------ Alıntı metin ------
Andreas Post
Römische Hüftmantelstatuen
Studien zur Kopistentätigkeit um die Zeitenwende
Scriptorium Münster 2004
555 Seiten, 61 Tafeln, 1 CD-ROM
ISBN 3-932610-33-4
Bu çalışma Roma Geç Cumhuriyet ve Erken İmparatorluk Dönemi erkek portre heykellerini karakteristik bir giysi özelliği bakımından bir araya getiriyor ve heykel tipleri sıralaması yoluyla Augustus egemenliğinden itibaren –özellikle imparatorluk ailesi üyeleri için ve ender olarak da özel şahısların temsili heykelleri (‘Ehrenstatuen’) için– Yunan tanrılarının ve M.Ö. 5. yy. dan 3. yy. kadarki kahraman heykellerinin taklit edildiğini ve –eğer orijinallerinde yoksa– bir bel mantosu (‘Hüftmantel’) ile kombine edildiğini kanıtlıyor. Kısmen tip sıraları (‘in Typenreihen’) halinde günümüze kalmış, orijinalden kopya (‘Original–Kopien’) edilmiş olan, kısmen de bu çalışmada ele alınmış bel mantolu portre heykellerinden yola çıkarak var olmaları gerektiği sonucuna varılan Klasik ve Erken Hellenistik Dönem orjinallerinin yarıdan fazlasını tanrı heykelleri ve özellikle Prinzeps’in (senatörler listesinde en başta yer alan ve oylamalarda fikrine ilk başvurulan senatör) erdemlerinin, etki gücünün böylelikle kült olmaya değer oluşunun canlandırılmasına uygun düşen Zeus tasvirleri oluşturuyor.
------ Listelenen kayıtlar ------
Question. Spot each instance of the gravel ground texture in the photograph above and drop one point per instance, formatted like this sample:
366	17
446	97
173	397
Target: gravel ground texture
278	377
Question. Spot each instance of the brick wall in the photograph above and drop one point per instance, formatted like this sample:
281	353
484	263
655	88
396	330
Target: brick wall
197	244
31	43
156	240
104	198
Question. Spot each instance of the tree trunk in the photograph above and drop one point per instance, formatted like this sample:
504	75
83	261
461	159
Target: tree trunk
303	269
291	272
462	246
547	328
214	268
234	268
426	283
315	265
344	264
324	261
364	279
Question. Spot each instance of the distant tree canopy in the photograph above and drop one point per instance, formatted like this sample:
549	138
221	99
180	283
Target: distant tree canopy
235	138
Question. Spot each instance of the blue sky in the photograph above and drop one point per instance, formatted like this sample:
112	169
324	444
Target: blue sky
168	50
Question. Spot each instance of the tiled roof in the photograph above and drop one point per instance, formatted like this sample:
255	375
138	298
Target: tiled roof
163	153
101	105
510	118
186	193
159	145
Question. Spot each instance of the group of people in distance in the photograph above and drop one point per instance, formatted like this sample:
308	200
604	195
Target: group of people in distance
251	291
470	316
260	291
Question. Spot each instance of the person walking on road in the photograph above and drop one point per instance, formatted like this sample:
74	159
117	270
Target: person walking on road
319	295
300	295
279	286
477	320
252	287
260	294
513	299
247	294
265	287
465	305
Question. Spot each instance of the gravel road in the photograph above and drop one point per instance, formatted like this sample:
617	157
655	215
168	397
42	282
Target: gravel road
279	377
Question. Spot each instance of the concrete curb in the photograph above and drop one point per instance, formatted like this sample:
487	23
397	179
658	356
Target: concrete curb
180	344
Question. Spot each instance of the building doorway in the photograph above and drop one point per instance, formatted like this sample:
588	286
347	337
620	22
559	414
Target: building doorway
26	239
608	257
------
◆ **İstenenler**:
Bel mantolu heykeller üzerine yazılmış kitap tanıtımına göre, tanrı heykelleri arasında özellikle hangi tanrının tasvirleri öne çıkıyor? Bu kayıtlara ihtiyaç yok.

◆ **Çözüm**:
Zeus tasvirleri.